### Exercise directions
An exact transcript of every entry is required, without any of the pictures.
Segment Start: Provided entries
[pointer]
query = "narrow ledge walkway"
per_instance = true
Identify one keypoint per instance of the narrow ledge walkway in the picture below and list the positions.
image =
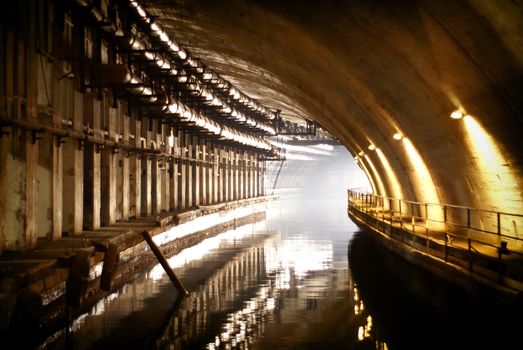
(452, 256)
(37, 285)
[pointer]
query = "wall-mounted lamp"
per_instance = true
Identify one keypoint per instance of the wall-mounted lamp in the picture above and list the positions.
(456, 114)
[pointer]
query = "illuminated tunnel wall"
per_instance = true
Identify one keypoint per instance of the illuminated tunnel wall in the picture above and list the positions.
(368, 70)
(322, 176)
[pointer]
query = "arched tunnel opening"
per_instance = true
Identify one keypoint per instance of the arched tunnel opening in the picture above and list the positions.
(317, 175)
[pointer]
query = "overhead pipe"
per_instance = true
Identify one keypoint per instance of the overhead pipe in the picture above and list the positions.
(219, 83)
(195, 87)
(136, 87)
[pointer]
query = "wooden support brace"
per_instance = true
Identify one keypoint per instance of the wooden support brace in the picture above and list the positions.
(163, 261)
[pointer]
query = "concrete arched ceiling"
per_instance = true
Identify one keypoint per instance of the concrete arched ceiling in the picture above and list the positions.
(367, 69)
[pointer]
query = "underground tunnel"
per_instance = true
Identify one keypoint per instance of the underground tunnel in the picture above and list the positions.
(284, 162)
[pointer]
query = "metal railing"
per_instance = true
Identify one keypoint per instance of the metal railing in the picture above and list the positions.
(486, 242)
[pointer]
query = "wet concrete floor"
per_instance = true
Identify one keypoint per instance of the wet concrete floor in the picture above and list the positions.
(286, 283)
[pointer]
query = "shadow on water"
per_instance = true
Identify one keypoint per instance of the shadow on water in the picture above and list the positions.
(413, 309)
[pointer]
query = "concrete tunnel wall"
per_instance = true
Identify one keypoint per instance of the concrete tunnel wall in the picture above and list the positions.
(368, 69)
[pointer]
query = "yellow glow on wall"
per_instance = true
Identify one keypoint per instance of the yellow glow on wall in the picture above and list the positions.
(501, 186)
(393, 180)
(422, 181)
(376, 176)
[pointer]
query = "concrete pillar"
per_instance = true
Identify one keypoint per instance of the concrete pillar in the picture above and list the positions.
(226, 175)
(57, 189)
(108, 183)
(203, 173)
(125, 169)
(73, 173)
(155, 184)
(146, 194)
(236, 169)
(135, 171)
(3, 166)
(189, 171)
(216, 174)
(108, 173)
(183, 170)
(20, 191)
(210, 173)
(92, 174)
(253, 175)
(44, 183)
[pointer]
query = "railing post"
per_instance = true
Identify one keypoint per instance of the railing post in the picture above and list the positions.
(401, 216)
(470, 254)
(446, 247)
(498, 214)
(500, 265)
(427, 219)
(445, 218)
(412, 215)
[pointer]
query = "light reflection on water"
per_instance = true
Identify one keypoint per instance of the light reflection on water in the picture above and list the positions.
(280, 283)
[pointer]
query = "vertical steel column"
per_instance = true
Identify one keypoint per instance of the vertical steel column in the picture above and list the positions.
(125, 168)
(196, 172)
(182, 192)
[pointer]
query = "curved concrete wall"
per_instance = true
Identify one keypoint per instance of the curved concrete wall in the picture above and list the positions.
(368, 69)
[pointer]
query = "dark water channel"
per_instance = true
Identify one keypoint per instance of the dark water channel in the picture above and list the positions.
(305, 278)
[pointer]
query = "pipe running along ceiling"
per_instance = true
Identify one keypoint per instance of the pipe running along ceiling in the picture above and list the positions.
(371, 70)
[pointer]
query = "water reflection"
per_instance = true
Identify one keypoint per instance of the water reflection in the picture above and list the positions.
(291, 282)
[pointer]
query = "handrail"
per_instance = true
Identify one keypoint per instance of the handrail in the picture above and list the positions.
(454, 230)
(437, 204)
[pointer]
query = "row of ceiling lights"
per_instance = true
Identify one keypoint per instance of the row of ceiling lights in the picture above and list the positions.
(457, 114)
(207, 75)
(196, 88)
(137, 87)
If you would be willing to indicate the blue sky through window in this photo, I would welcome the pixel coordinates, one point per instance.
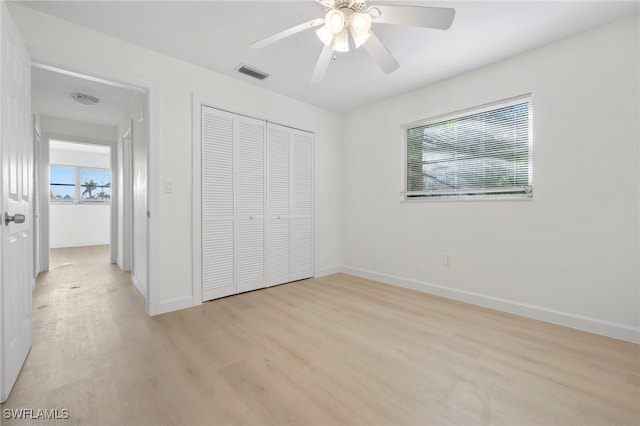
(63, 181)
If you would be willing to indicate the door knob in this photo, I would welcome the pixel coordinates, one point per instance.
(18, 218)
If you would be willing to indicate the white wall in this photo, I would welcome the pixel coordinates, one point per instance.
(61, 41)
(570, 255)
(77, 225)
(132, 236)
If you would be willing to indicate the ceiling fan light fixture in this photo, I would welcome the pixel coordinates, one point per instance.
(335, 21)
(325, 36)
(360, 22)
(84, 99)
(360, 38)
(341, 43)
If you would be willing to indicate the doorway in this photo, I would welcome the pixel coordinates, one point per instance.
(71, 108)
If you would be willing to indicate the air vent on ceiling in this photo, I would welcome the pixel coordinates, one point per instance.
(252, 72)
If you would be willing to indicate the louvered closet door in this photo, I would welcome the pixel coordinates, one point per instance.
(302, 195)
(278, 206)
(250, 164)
(218, 203)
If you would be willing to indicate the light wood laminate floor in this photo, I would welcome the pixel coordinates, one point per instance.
(335, 350)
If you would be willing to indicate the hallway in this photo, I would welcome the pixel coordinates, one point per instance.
(87, 319)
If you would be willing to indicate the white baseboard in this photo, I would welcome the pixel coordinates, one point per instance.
(592, 325)
(328, 271)
(80, 244)
(174, 305)
(139, 286)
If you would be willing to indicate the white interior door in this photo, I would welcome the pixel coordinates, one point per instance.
(218, 203)
(250, 194)
(16, 146)
(278, 203)
(302, 195)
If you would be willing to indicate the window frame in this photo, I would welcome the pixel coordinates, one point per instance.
(77, 198)
(467, 194)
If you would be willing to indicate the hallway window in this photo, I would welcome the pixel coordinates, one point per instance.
(62, 187)
(96, 185)
(79, 185)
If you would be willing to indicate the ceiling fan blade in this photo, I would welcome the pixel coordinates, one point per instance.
(286, 33)
(416, 16)
(322, 64)
(380, 54)
(327, 3)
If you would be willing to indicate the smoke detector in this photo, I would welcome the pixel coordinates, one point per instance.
(84, 99)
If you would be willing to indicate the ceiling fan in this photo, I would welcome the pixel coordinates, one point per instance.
(344, 17)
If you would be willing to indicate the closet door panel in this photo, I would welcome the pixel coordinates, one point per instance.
(302, 197)
(218, 259)
(250, 240)
(278, 251)
(278, 173)
(301, 259)
(302, 191)
(251, 167)
(250, 272)
(218, 201)
(218, 133)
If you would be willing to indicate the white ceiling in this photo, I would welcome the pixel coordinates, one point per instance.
(217, 35)
(79, 147)
(50, 93)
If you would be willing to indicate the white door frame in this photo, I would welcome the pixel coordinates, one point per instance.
(92, 72)
(126, 198)
(16, 199)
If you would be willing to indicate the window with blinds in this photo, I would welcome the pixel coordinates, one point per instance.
(477, 153)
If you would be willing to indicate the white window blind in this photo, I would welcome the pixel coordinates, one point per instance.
(485, 151)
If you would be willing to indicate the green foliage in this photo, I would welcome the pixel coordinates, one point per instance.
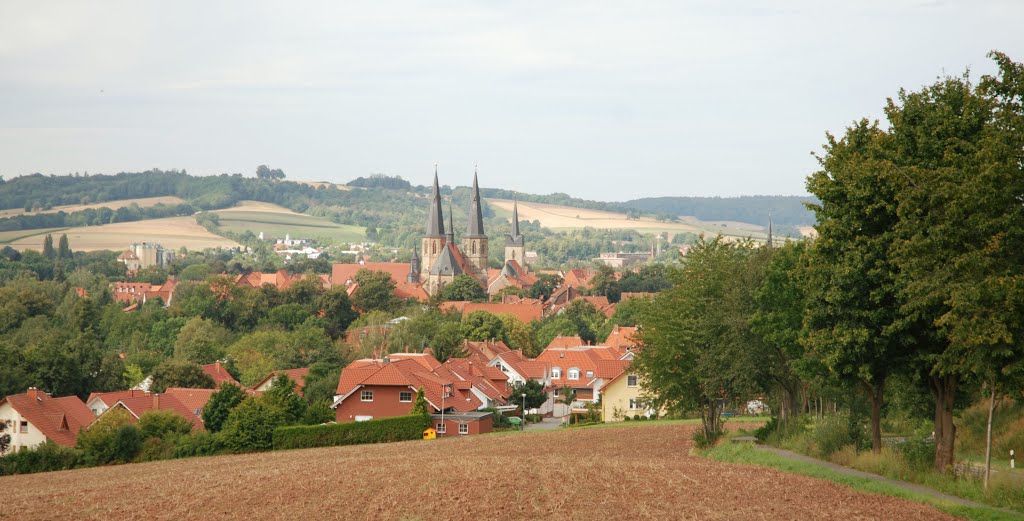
Segment End: Provided entries
### Answer
[pointer]
query = "narrow ledge walkway"
per_instance = true
Identify one keypoint per instance of the narrow ledge walkway in the picture below and list the positions.
image =
(452, 256)
(37, 285)
[pointer]
query = "wall-mounted lamp"
per_instance = true
Identify one keypoint per instance of the wall-mounted lamp in the picture above and list the positions.
(456, 114)
[pointer]
query = "illuminated tunnel wall"
per_instance = true
Identify one keypoint per instance of the illuminated tunnel wall in the picture above and list the positions.
(368, 70)
(322, 176)
[pointer]
query = "arched tunnel opening"
per_instance = true
Identify one keypoint per instance of the arched tunnel opening in the picture above and list the positions.
(317, 175)
[pointer]
query = "overhead pipe"
per_instance = true
Identify one keypoint per instance of the overhead pipe in the picture above and list the positions.
(219, 83)
(195, 87)
(136, 87)
[pointer]
query = "wooden support brace"
per_instance = true
Identify one keypoint per instance of the wooden support brace in the picture above and list the positions.
(163, 261)
[pointer]
query = "concrete arched ceiling"
per_instance = true
Identify one keypoint per instance of the concrete arched ceiling in the picture above and list the positions.
(367, 69)
[pointer]
query = "underground tunnel"
per_instance = true
Identify one keypoint per instance of the underground tunnel in the picture above and list the positions.
(284, 162)
[pointer]
query = "metal railing"
per_instance = true
Identify one keypoint per instance of the metal railing in the picture above and list the positions.
(486, 242)
[pointer]
query = "wet concrete floor"
per_instance = true
Identify one keypoint per instance of the wet concrete floor in the picture above and list the positions.
(286, 283)
[pointer]
query = "shadow on water"
per_instance = true
Identify one keypoint per instance of the shadow on water in the picture above and list the positions.
(413, 309)
[pointer]
query = "concrete tunnel wall"
per_instance = true
Identify one keypoint per instance of the concrete tunnel wall in the picture above and list the positions.
(368, 69)
[pointer]
query = "yellow glow on wall"
per_instance = true
Identify one keypoint per instance of the yellow glow on wall in the picture above and list the positions.
(501, 186)
(393, 180)
(422, 181)
(376, 176)
[pointer]
query = "concrete pillar"
per_instance = true
Identify one keypoint per instance of the concrete pillar in the picture above and list the positions.
(226, 175)
(57, 189)
(108, 183)
(203, 173)
(125, 169)
(73, 173)
(155, 184)
(146, 194)
(236, 169)
(135, 171)
(3, 166)
(189, 171)
(216, 174)
(108, 173)
(183, 170)
(20, 191)
(210, 173)
(92, 174)
(253, 175)
(44, 183)
[pointer]
query = "railing post"
per_instance = true
Identify one keypoint per instance of the railing post in the picture above and list the positions.
(401, 216)
(470, 254)
(446, 247)
(498, 214)
(500, 265)
(427, 219)
(445, 218)
(412, 215)
[pointer]
query = "light reflection on water"
per_instance = true
Identify one keypoint per instance of the light reflection on water in the picture above and list the positions.
(280, 283)
[pointer]
query = "vertical steel column"
per_instance = true
Identify one keypoint per instance of the vertical steel column in the picture above and list the positions.
(125, 168)
(196, 172)
(182, 192)
[pointer]
query = "curved concrete wall"
per_instance = true
Identify one keypoint per instance of the curved concrete wall in the picture above and list the positions.
(368, 69)
[pointer]
query = "dark water channel"
per_instance = true
Identify one keypoint per instance of the dark water channel in the picture above and list the positions.
(305, 278)
[pointer]
query = "pipe running along ceiling"
per_instance = true
Identify one keypoint per instance of the pipe running along ceiling in the picture above and list the positions.
(371, 70)
[pointer]
query = "water reflection"
per_instance = true
Identify one keypoint per instance of the water reflection in the picture above and list the positions.
(291, 282)
[pointer]
query = "handrail"
per_instance = true
Identify one keypoint per instance of the handrail in the picture above and list the positions.
(454, 230)
(437, 204)
[pointer]
query = "row of ceiling lights"
per_instance = true
Identify one keypoint per instance of the row of ceiling lights in the picture above and list the positions.
(457, 114)
(207, 75)
(196, 88)
(137, 87)
If you would be willing to indicate the blue sky through window in this photo, I would welcome the pixel coordinates, one point per instance.
(63, 181)
If you would be willing to indicate the door knob in this photo, I would welcome the pixel coordinates, one point per instance.
(18, 218)
If you would be willing to indicate the white wall in this photo, I would welcome the pixel coordinates, one point per instance.
(61, 41)
(570, 255)
(77, 225)
(132, 236)
If you would be willing to indicate the ceiling fan light fixture in this photo, I would welcome the pixel coordinates, one point per instance.
(335, 21)
(325, 36)
(360, 22)
(84, 99)
(360, 38)
(341, 43)
If you would be willing to indicate the doorway in this photo, I would welcome the pixel coordinates, one point per instance.
(71, 108)
If you would be willing to indicate the air vent on ceiling in this photo, I would welcome the pixel coordinates, one point per instance.
(252, 72)
If you would be willing to indicate the louvered closet door in this photo, I would welcome the pixel coordinates, one point per instance.
(302, 195)
(278, 206)
(250, 164)
(218, 203)
If you would be willing to indicate the light wood laminate floor in this photo, I would welcome the pixel coordinates, one point per instance.
(335, 350)
If you would be willing to indicate the hallway in this photo, I would welcome the pixel coordinates, one point per instance.
(87, 319)
If you would be willing to indicate the white baseboard in this photo, I would welcome the pixel coordinates, one point per instance.
(592, 325)
(328, 271)
(80, 244)
(174, 305)
(139, 286)
If you would be willing to indicate the white interior door in this photo, I would welcome the pixel coordinates, one point per instance.
(218, 203)
(250, 194)
(16, 146)
(278, 203)
(302, 195)
If you would be willing to indicate the window frame in this photo, I would welcome the pixel coordinates, one point per instance.
(77, 198)
(467, 194)
If you would be willing to indicate the hallway window in this photo, I would welcome the pixel coordinates, one point per instance.
(62, 187)
(96, 185)
(79, 185)
If you would be willing to indicate the ceiling fan blade in this photo, I would welcome the pixel coordinates, one point per instance.
(286, 33)
(416, 16)
(322, 64)
(380, 54)
(327, 3)
If you would be willing to indicate the smoke detector in this photo, I would welcome the pixel coordinates, one point per instance.
(84, 99)
If you would be willing to indicate the ceiling fan in this photo, I would welcome the pixel coordinates, one point per instance.
(344, 17)
If you would be willing to indicate the closet door panel in this photo, I would welcome the pixel coordinates, one point per instance.
(302, 197)
(218, 259)
(250, 240)
(278, 251)
(278, 173)
(301, 259)
(302, 191)
(251, 167)
(250, 272)
(218, 201)
(218, 133)
If you would be willing to indicate the white ceiling in this photo, I would welcome the pixel coordinates, one point per instance.
(217, 35)
(79, 147)
(50, 93)
If you would be willing to indicate the white door frame in this photo, I would welcome the pixel coordinates, one point per instance.
(92, 72)
(126, 198)
(16, 199)
If you would be willing to indicate the window with blinds in this photo, I would welcome the pixel coordinates, one point per instance.
(477, 153)
If you would be willing to indicate the white window blind in this photo, I would welcome the pixel coordinates, one point per instance.
(485, 151)
If you would be willing to indicate the green foliage in this photo, I would welcome the pixel coordinates, one point per instance.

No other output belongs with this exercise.